(Excerpted passage begins)

How much of our brain do we really need?

Some time ago, I read a fascinating book called “The Brain” by David Eagleman. If there is one clear message from the book, it is that the brain exhibits remarkable plasticity. People talk of the brain as hard-wired, but it is the opposite of that. Eagleman describes some remarkable cases of people recovering from injury or operation and concludes: “The brain is fundamentally unlike the hardware in our digital computers. Instead, it’s ‘liveware’.”

He tells the remarkable story of a young girl called Cameron Mott who suffered so seriously from violent seizures, as a result of a rare form of epilepsy that would eventually lead to her death, that a team of neurosurgeons removed an entire half of her brain and, except for some weakness on one side of her body, she encountered no problems because the remaining half of her brain dynamically rewired to take over the missing functions.

(Excerpted passage ends)
(Records begins)

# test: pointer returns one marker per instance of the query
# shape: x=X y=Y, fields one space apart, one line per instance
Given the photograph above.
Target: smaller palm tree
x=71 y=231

(Records ends)

*Try it*
Continue the piece on how much of the brain we need, starting right after its last sentence. The entries come from a separate source, unrelated to the text.

*Result for this task*
In this week’s “New Scientist” magazine, there is a piece about a teenager – known simply as C1 – who was born without the entire left hemisphere of her brain. The woman has been diagnosed with semi-hydranencephaly, an extreme;y rare condition in which a large part of the brain’s cortex is missing. C1 is now 18 years old and the right side of her brain has taken on some of the functions of the missing left side. Today she has average-to-high IQ and above-average readings skills. Indeed she plans to go university.

So, what exactly is the brain? Eagleman explains that an adult brain weighs three pounds (1.4 kilograms) and has the same number of cells as a child’s brain (in fact, a child of two has double the number of synapses of an adult prior to a process of neural “pruning”). We know that the typical brain has about 86 billion neurons and each neuron makes about 10,000 connections sending tens or hundreds of electrical pulses to thousands of other neurons every second. 

But we are only just beginning to understand how the brain works and why sometimes it does not (such as the growing problem of dementia).